* Problem to solve *
Set down the lines below word for word, beginning with the very first line and stopping after the line that contains "36 38 L 36 33".

═══ Data in this exercise ═══

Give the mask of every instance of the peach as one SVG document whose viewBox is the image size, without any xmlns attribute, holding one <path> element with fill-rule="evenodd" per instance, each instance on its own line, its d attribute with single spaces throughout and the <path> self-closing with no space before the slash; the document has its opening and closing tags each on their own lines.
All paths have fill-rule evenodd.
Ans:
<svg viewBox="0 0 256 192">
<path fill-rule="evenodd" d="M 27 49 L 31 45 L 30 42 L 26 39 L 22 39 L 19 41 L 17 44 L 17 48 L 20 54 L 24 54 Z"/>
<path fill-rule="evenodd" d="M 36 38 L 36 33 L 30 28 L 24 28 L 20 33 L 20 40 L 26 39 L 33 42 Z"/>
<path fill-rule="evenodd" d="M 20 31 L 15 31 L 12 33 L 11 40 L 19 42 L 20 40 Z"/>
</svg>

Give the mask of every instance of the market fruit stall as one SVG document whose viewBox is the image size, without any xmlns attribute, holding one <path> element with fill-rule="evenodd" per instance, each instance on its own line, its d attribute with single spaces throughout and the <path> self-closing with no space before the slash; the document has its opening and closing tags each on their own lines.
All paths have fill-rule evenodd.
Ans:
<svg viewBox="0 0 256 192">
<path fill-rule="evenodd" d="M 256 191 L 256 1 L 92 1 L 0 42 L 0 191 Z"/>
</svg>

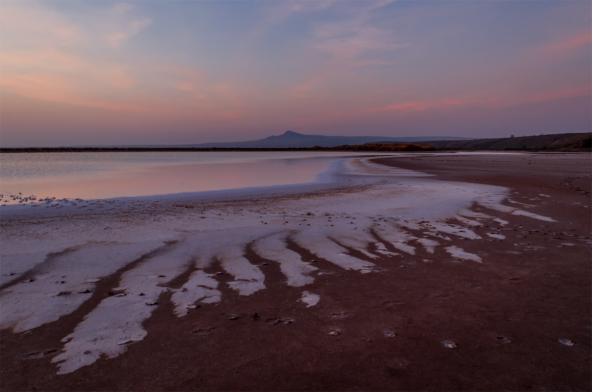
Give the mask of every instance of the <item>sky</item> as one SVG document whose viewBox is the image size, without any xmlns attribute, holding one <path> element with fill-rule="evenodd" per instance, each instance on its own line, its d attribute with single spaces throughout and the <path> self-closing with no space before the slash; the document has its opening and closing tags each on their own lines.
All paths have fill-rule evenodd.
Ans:
<svg viewBox="0 0 592 392">
<path fill-rule="evenodd" d="M 592 2 L 0 2 L 2 147 L 590 131 Z"/>
</svg>

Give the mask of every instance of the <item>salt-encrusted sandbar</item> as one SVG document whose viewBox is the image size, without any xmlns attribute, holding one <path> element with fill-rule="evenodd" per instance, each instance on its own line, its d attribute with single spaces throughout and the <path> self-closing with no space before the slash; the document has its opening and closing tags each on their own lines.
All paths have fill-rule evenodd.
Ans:
<svg viewBox="0 0 592 392">
<path fill-rule="evenodd" d="M 3 207 L 2 390 L 588 388 L 590 155 L 343 163 Z"/>
</svg>

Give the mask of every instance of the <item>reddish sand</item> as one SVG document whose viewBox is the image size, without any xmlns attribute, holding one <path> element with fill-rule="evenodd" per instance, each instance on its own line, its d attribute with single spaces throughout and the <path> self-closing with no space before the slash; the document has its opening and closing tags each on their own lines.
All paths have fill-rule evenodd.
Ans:
<svg viewBox="0 0 592 392">
<path fill-rule="evenodd" d="M 558 221 L 496 213 L 509 222 L 506 240 L 451 243 L 482 263 L 418 248 L 414 256 L 375 261 L 388 270 L 380 274 L 343 271 L 292 244 L 333 272 L 307 287 L 321 295 L 317 305 L 295 303 L 302 289 L 281 284 L 279 267 L 269 263 L 265 290 L 244 297 L 220 285 L 221 303 L 180 319 L 170 293 L 163 294 L 144 323 L 145 339 L 117 358 L 57 375 L 52 350 L 59 352 L 60 339 L 117 287 L 114 275 L 71 314 L 28 333 L 2 331 L 2 390 L 592 390 L 590 155 L 380 162 L 509 187 L 517 192 L 513 200 Z M 488 227 L 475 232 L 487 238 Z"/>
</svg>

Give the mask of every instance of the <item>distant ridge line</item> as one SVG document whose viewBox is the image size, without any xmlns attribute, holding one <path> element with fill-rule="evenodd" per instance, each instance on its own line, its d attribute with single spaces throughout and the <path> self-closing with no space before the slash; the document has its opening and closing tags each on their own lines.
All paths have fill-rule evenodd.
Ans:
<svg viewBox="0 0 592 392">
<path fill-rule="evenodd" d="M 123 145 L 82 145 L 74 147 L 92 147 L 98 148 L 301 148 L 336 147 L 345 144 L 363 144 L 380 141 L 424 142 L 429 140 L 468 140 L 470 137 L 454 136 L 410 136 L 391 137 L 385 136 L 329 136 L 325 135 L 307 135 L 292 131 L 286 131 L 281 135 L 268 136 L 257 140 L 245 142 L 221 142 L 202 143 L 192 144 L 123 144 Z"/>
</svg>

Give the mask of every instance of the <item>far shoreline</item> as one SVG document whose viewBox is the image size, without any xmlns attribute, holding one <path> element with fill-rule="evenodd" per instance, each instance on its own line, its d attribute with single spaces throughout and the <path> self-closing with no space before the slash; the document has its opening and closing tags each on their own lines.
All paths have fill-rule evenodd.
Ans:
<svg viewBox="0 0 592 392">
<path fill-rule="evenodd" d="M 395 149 L 400 146 L 408 146 L 407 149 Z M 376 146 L 373 144 L 372 146 Z M 455 153 L 465 152 L 549 152 L 565 153 L 592 152 L 590 149 L 438 149 L 422 148 L 424 144 L 416 143 L 401 143 L 401 144 L 378 144 L 379 146 L 392 146 L 381 148 L 368 147 L 364 144 L 356 146 L 338 146 L 336 147 L 2 147 L 2 153 L 49 153 L 49 152 L 292 152 L 292 151 L 339 151 L 349 152 L 420 152 Z M 416 149 L 417 147 L 418 148 Z"/>
</svg>

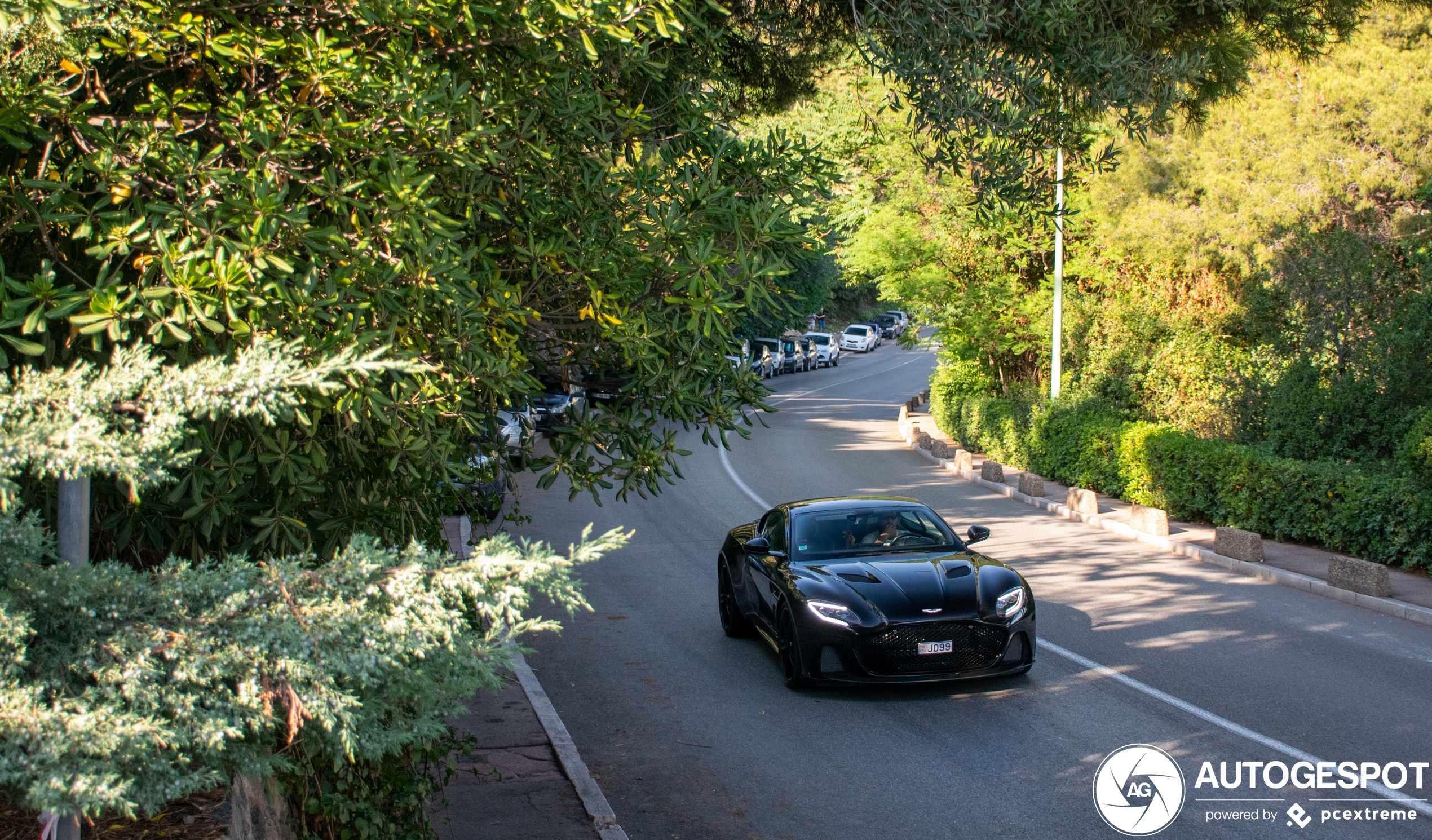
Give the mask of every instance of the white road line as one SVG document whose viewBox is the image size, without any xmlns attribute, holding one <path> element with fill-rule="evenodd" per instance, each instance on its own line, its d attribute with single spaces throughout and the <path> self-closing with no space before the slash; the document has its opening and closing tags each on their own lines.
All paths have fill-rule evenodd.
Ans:
<svg viewBox="0 0 1432 840">
<path fill-rule="evenodd" d="M 1290 746 L 1285 744 L 1283 741 L 1279 741 L 1276 738 L 1270 738 L 1270 737 L 1267 737 L 1267 736 L 1264 736 L 1262 733 L 1254 733 L 1253 730 L 1250 730 L 1250 728 L 1247 728 L 1244 726 L 1239 726 L 1239 724 L 1233 723 L 1232 720 L 1229 720 L 1226 717 L 1220 717 L 1220 716 L 1213 714 L 1211 711 L 1209 711 L 1206 708 L 1200 708 L 1200 707 L 1189 703 L 1187 700 L 1179 700 L 1173 694 L 1169 694 L 1166 691 L 1160 691 L 1160 690 L 1154 688 L 1153 685 L 1148 685 L 1147 683 L 1140 683 L 1138 680 L 1134 680 L 1133 677 L 1127 677 L 1124 674 L 1120 674 L 1118 671 L 1116 671 L 1116 670 L 1113 670 L 1113 668 L 1110 668 L 1107 665 L 1101 665 L 1101 664 L 1095 663 L 1094 660 L 1091 660 L 1088 657 L 1081 657 L 1081 655 L 1078 655 L 1077 653 L 1074 653 L 1071 650 L 1061 648 L 1060 645 L 1054 644 L 1053 641 L 1048 641 L 1044 637 L 1040 637 L 1040 647 L 1042 647 L 1045 650 L 1050 650 L 1053 653 L 1057 653 L 1058 655 L 1070 660 L 1071 663 L 1083 665 L 1083 667 L 1088 668 L 1090 671 L 1095 671 L 1095 673 L 1098 673 L 1098 674 L 1101 674 L 1104 677 L 1108 677 L 1110 680 L 1116 680 L 1118 683 L 1123 683 L 1124 685 L 1128 685 L 1130 688 L 1133 688 L 1136 691 L 1141 691 L 1141 693 L 1147 694 L 1148 697 L 1153 697 L 1154 700 L 1161 700 L 1161 701 L 1167 703 L 1169 705 L 1171 705 L 1171 707 L 1174 707 L 1174 708 L 1177 708 L 1180 711 L 1186 711 L 1186 713 L 1189 713 L 1189 714 L 1191 714 L 1191 716 L 1194 716 L 1197 718 L 1203 718 L 1203 720 L 1211 723 L 1216 727 L 1224 728 L 1224 730 L 1227 730 L 1227 731 L 1236 734 L 1236 736 L 1242 736 L 1242 737 L 1244 737 L 1244 738 L 1247 738 L 1247 740 L 1250 740 L 1253 743 L 1263 744 L 1264 747 L 1267 747 L 1269 750 L 1273 750 L 1274 753 L 1282 753 L 1282 754 L 1287 756 L 1289 758 L 1293 758 L 1293 760 L 1297 760 L 1297 761 L 1307 761 L 1309 764 L 1312 764 L 1315 767 L 1319 763 L 1322 763 L 1322 758 L 1319 758 L 1317 756 L 1313 756 L 1312 753 L 1305 753 L 1305 751 L 1299 750 L 1297 747 L 1290 747 Z M 1380 796 L 1382 799 L 1406 803 L 1408 807 L 1416 809 L 1419 813 L 1432 817 L 1432 806 L 1429 806 L 1425 801 L 1419 801 L 1419 800 L 1411 799 L 1408 796 L 1403 796 L 1400 791 L 1393 790 L 1390 787 L 1386 787 L 1386 786 L 1383 786 L 1380 783 L 1376 783 L 1376 781 L 1369 781 L 1368 783 L 1368 790 L 1370 790 L 1372 793 Z M 1366 800 L 1362 800 L 1362 801 L 1366 801 Z"/>
<path fill-rule="evenodd" d="M 762 511 L 769 511 L 770 505 L 766 504 L 766 499 L 763 499 L 759 495 L 756 495 L 756 491 L 753 491 L 749 487 L 746 487 L 746 482 L 742 481 L 739 475 L 736 475 L 736 469 L 732 468 L 732 465 L 730 465 L 730 458 L 726 458 L 726 448 L 725 446 L 716 446 L 716 454 L 720 455 L 720 465 L 726 468 L 726 475 L 729 475 L 730 479 L 736 482 L 736 487 L 740 488 L 740 492 L 749 495 L 750 501 L 753 501 L 758 505 L 760 505 Z"/>
</svg>

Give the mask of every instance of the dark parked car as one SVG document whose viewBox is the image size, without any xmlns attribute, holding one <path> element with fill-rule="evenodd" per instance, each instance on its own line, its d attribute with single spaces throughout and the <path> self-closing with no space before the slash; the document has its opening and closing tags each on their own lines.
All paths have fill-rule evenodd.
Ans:
<svg viewBox="0 0 1432 840">
<path fill-rule="evenodd" d="M 531 398 L 533 425 L 550 435 L 554 428 L 566 425 L 569 416 L 581 414 L 586 401 L 587 391 L 579 385 L 570 391 L 544 391 Z"/>
<path fill-rule="evenodd" d="M 503 502 L 507 498 L 507 477 L 503 475 L 498 461 L 481 454 L 468 458 L 467 468 L 473 471 L 474 481 L 471 484 L 448 482 L 448 487 L 457 491 L 457 512 L 491 522 L 503 512 Z"/>
<path fill-rule="evenodd" d="M 732 528 L 717 564 L 726 635 L 759 634 L 786 685 L 932 683 L 1034 664 L 1034 592 L 927 505 L 842 497 Z"/>
<path fill-rule="evenodd" d="M 782 338 L 780 339 L 780 355 L 785 356 L 785 372 L 795 373 L 796 371 L 809 371 L 815 365 L 811 363 L 811 353 L 806 348 L 806 341 L 803 338 Z"/>
<path fill-rule="evenodd" d="M 875 323 L 881 325 L 881 335 L 885 338 L 899 338 L 899 333 L 905 332 L 905 325 L 901 323 L 899 316 L 891 315 L 889 312 L 885 315 L 876 315 Z"/>
</svg>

═══

* Result *
Give the mask of every instance of the peach as one SVG document whose viewBox is the image size, without any xmlns attribute, holding one <path> element with fill-rule="evenodd" per instance, each instance on its own line, its d attribute with single spaces throughout and the <path> self-closing with no space before the slash; the document has its opening and closing tags each on their own lines.
All paths have fill-rule evenodd.
Ans:
<svg viewBox="0 0 256 192">
<path fill-rule="evenodd" d="M 27 49 L 31 45 L 30 42 L 26 39 L 22 39 L 19 41 L 17 44 L 17 48 L 20 54 L 24 54 Z"/>
<path fill-rule="evenodd" d="M 36 38 L 36 33 L 30 28 L 24 28 L 20 33 L 20 40 L 26 39 L 33 42 Z"/>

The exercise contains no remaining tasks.